- [SELECTED TEXT]:
Start of Block

Re: [Rd] Connections to https: URLs -- IE expert help needed

2007-01-06 Thread Duncan Temple Lang


Prof Brian Ripley wrote:
> On Mon, 1 Jan 2007, Duncan Temple Lang wrote:
> 
>> Kurt Hornik wrote:
 Duncan Temple Lang writes:
 -BEGIN PGP SIGNED MESSAGE-
 Hash: SHA1
 Prof Brian Ripley wrote:
> I've added to R-devel the ability to use download.file() and url() to
> https: URLs, *only* if --internet2 is used on Windows.
>
> This uses the Internet Explorer internals, and only works if the
> certificate is accepted (so e.g. does not work for
> https://svn.r-project.org).
>
> Now I use IE (and Windows for that matter) only when really necessary, and
> Firefox has simple ways to permanently accept non-verifiable certificates.
> I would be grateful if someone who is much more familiar with IE could
> write a note explaining how to deal with this that we could add to the
> rw-FAQ.
>
> To forestall the inevitable question: there are no plans to add https:
> support on any other platform, but it is something that would make a nice
> project for a user contribution.  The current internal code is based on
> likxml2, and that AFAICS still does not have https: support.
>
 Generally (i.e. not in particular response to Brian but related to
 this thread)
>>> With a similar disclaimer: Brian's efforts were triggered by me asking
>>> how to use url() to read R's mailing list archive files, such as
>>>
>>>   https://stat.ethz.ch/pipermail/r-help/2007-January.txt.gz
>>>
>>> directly into R.  Turns out we cannot ... which, in a way, is a shame
>>> ("R cannot read its own web pages") :-(
>> Indeed, it is a shame.  Although, when I process mail messages,
>> I use Perl's very rich collection of modules for processing
>> mail in so many different formats. And then I use RSPerl
>> to control this and get the data into R pretty quickly.
>> So we can do it in R and probably the delegation to
>> mail-processing software is a good given the number of special
>> cases, etc.
>>
>> And even if we had HTTPs in R, we would still want to deal with
>> the certificate on that page, which gets us to more details.
>> Which is the reason I think leaving things to libcurl,
>> libwww, etc. will be best as they continue to evolve
>> to handle new protocols and settings.

End of Block

- [SOURCE INFORMATION]:

Start of Block

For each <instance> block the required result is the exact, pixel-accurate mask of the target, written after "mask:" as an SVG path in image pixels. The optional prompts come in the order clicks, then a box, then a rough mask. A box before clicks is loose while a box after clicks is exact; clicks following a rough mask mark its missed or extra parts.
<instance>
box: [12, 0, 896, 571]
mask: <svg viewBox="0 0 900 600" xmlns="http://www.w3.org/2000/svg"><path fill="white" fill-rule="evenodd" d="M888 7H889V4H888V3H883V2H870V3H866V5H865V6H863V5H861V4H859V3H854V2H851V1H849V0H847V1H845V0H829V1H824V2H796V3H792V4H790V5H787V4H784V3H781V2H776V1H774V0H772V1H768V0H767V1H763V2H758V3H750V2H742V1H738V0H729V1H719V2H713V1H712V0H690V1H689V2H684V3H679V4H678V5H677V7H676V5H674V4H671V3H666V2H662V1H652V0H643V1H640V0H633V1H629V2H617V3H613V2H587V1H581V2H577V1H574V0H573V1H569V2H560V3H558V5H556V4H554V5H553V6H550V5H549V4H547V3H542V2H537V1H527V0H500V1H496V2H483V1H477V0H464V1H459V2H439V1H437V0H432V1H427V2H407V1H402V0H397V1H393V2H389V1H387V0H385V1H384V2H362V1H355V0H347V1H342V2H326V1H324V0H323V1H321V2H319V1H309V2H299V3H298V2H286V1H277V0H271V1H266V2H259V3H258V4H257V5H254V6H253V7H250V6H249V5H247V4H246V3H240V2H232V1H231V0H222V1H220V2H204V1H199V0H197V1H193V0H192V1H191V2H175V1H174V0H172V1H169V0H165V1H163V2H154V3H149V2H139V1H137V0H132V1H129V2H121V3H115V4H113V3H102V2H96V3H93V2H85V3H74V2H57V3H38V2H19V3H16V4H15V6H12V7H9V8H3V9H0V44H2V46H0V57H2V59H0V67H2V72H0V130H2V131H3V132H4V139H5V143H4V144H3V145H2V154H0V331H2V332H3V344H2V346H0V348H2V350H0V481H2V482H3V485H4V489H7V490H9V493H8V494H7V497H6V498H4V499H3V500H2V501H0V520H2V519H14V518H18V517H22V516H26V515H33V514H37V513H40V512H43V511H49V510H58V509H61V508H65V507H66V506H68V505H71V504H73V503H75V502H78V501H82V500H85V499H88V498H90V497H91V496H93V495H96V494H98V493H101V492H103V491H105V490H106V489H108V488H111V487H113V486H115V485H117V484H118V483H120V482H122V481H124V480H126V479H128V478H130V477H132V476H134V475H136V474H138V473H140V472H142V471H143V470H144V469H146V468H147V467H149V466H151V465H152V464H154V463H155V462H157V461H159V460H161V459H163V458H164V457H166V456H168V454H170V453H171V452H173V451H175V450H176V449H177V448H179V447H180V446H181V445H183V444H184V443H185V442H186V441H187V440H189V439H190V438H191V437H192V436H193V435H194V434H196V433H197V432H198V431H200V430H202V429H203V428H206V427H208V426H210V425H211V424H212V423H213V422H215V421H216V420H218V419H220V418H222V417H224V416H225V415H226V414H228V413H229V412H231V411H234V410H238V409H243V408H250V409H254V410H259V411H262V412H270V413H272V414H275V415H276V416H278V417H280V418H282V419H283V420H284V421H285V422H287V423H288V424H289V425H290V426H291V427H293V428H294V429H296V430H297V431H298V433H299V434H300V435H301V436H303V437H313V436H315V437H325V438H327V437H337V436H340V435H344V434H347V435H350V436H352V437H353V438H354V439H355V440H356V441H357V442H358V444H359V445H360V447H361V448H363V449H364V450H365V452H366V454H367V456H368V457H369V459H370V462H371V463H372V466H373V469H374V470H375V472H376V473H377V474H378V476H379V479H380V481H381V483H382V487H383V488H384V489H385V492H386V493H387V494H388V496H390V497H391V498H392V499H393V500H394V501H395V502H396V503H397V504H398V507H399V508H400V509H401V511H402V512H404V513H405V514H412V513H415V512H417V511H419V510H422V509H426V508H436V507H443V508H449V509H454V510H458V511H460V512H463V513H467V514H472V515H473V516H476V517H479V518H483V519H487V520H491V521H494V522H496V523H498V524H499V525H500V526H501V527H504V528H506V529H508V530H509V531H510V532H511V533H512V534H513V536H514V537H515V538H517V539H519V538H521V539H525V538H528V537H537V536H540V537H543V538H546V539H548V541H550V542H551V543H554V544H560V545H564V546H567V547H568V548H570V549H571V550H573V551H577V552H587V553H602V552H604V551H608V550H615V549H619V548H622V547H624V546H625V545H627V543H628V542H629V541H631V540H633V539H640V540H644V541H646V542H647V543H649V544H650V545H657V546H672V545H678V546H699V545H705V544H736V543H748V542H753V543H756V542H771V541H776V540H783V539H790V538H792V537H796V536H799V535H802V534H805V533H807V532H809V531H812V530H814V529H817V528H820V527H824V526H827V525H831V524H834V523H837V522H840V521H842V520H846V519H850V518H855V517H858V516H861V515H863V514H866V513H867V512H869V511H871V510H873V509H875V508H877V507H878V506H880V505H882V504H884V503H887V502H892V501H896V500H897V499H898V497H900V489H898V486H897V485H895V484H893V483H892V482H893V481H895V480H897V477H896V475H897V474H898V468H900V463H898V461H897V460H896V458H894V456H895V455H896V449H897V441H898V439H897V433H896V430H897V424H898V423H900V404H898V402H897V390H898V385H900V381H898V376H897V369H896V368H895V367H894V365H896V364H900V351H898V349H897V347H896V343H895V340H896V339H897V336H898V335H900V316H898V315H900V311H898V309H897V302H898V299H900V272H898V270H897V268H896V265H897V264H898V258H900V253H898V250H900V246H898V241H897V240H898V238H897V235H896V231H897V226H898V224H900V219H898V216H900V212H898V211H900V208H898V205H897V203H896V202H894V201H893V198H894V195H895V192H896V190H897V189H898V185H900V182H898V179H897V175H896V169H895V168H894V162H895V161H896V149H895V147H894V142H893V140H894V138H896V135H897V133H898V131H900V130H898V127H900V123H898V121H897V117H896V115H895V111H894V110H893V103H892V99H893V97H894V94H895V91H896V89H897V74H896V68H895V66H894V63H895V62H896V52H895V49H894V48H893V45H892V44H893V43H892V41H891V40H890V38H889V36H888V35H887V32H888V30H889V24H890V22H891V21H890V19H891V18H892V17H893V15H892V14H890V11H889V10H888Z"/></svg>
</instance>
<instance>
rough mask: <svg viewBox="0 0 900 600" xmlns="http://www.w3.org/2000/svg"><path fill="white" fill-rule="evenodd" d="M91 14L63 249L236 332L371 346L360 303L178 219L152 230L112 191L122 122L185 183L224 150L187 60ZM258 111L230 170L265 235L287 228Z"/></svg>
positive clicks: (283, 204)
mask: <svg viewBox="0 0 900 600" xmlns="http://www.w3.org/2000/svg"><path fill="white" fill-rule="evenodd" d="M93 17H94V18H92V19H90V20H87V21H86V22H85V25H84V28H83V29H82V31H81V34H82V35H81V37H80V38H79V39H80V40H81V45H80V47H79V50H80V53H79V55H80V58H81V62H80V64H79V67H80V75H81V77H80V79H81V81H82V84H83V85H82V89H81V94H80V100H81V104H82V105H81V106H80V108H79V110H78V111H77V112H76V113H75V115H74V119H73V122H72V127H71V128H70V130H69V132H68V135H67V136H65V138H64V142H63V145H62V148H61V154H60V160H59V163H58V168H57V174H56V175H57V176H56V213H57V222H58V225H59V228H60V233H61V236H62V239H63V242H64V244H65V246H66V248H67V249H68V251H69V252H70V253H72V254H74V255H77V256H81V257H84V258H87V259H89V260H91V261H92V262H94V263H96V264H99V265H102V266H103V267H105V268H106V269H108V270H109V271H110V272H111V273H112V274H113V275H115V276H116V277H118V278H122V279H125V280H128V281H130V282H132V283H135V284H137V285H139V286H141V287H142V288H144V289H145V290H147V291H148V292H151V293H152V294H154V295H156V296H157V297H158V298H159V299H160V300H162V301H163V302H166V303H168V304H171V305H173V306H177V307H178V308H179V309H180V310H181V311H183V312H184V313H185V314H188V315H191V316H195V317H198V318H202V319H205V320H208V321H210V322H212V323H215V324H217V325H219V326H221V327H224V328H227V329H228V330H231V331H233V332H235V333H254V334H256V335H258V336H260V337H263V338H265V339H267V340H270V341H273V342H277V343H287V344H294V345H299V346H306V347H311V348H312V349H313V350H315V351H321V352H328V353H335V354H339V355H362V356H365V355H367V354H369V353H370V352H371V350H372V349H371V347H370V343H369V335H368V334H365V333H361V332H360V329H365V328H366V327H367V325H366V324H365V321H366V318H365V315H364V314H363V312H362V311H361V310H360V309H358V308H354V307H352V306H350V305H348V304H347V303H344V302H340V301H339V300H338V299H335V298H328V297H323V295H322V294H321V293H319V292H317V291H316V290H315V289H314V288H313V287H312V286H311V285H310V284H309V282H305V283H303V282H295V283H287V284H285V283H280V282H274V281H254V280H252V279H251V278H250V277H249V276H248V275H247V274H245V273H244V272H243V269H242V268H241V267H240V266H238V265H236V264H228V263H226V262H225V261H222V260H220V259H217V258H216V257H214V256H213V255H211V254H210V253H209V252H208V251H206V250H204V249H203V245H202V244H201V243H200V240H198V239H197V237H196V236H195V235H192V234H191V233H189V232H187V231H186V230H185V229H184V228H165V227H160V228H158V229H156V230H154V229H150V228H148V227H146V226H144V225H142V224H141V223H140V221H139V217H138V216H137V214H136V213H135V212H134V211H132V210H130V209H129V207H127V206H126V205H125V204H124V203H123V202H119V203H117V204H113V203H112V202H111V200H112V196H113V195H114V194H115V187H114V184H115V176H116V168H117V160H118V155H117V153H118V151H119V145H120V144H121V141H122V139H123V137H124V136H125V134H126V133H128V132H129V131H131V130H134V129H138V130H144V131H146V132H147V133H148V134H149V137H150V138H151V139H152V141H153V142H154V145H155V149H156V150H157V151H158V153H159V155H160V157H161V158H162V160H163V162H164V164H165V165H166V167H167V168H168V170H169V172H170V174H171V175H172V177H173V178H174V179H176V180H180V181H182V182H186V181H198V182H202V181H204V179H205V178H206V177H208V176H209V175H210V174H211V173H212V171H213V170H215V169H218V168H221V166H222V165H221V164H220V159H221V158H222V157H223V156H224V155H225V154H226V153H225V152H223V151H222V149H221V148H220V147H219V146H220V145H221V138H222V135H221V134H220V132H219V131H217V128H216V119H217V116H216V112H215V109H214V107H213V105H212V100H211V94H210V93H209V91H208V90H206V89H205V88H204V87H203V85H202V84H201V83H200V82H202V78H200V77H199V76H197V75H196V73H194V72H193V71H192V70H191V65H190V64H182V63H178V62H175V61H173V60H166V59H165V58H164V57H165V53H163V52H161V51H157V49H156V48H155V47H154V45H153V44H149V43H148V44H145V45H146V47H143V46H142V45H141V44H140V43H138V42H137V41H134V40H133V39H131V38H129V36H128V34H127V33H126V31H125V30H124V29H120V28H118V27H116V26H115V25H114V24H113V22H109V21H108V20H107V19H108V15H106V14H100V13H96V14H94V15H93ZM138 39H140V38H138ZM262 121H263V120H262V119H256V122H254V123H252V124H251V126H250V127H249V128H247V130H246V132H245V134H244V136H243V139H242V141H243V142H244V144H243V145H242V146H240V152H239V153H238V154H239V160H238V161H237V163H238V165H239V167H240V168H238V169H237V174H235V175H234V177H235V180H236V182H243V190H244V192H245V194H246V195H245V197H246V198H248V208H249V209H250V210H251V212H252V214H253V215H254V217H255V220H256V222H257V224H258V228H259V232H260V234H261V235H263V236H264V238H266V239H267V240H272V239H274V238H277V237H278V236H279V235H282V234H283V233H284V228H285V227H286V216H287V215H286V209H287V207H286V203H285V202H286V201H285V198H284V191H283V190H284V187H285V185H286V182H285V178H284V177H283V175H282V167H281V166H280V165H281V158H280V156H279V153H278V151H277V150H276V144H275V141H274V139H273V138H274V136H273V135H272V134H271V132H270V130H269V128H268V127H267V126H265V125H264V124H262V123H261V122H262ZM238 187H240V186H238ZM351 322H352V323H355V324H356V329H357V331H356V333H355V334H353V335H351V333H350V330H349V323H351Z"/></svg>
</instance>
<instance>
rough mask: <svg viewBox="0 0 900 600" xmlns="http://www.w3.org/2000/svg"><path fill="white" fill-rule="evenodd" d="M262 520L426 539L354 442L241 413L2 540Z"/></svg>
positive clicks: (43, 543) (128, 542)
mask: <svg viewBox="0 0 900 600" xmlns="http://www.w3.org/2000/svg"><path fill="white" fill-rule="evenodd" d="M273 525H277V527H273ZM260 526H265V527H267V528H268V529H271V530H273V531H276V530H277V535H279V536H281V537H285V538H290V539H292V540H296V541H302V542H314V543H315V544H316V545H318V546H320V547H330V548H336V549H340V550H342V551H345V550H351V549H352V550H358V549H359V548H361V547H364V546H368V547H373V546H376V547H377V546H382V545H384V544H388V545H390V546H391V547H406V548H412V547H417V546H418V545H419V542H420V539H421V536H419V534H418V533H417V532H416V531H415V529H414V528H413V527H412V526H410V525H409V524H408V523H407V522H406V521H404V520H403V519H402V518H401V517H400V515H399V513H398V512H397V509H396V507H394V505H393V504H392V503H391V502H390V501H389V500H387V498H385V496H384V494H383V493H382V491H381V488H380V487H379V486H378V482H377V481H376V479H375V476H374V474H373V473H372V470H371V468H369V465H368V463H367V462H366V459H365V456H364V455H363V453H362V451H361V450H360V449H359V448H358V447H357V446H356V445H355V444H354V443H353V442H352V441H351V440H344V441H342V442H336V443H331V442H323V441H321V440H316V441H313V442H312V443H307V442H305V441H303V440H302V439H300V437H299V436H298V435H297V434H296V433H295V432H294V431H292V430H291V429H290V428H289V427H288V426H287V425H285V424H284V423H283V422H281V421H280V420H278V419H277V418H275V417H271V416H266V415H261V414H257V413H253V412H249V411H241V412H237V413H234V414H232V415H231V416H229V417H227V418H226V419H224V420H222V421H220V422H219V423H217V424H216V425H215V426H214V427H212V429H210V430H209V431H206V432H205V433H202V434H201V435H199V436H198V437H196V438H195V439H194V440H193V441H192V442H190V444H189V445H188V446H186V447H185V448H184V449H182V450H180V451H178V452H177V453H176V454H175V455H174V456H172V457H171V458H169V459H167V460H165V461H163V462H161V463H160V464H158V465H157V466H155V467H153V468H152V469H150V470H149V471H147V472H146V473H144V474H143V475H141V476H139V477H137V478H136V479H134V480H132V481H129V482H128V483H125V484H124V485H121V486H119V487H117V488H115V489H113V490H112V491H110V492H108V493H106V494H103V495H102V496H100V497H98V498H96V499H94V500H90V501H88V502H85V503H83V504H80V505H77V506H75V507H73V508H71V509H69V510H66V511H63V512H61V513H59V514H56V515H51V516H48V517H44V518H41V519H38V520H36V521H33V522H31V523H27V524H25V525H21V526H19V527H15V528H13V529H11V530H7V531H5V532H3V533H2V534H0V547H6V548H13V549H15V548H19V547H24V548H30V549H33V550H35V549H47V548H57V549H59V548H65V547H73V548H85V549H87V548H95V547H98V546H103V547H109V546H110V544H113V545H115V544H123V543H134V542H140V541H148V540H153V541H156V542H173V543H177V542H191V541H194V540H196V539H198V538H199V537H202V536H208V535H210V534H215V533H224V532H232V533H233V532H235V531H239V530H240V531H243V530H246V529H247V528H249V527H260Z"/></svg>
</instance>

End of Block

- [EXERCISE REQUIREMENTS]: Copy the passage of the https: thread between "2007-01-06 Thread Duncan" and "used on Windows.", inclusive. Rely only on the thread about https: connections in R, not the records.

- [YOUR SOLUTION]:
2007-01-06 Thread Duncan Temple Lang


Prof Brian Ripley wrote:
> On Mon, 1 Jan 2007, Duncan Temple Lang wrote:
> 
>> Kurt Hornik wrote:
 Duncan Temple Lang writes:
 -BEGIN PGP SIGNED MESSAGE-
 Hash: SHA1
 Prof Brian Ripley wrote:
> I've added to R-devel the ability to use download.file() and url() to
> https: URLs, *only* if --internet2 is used on Windows.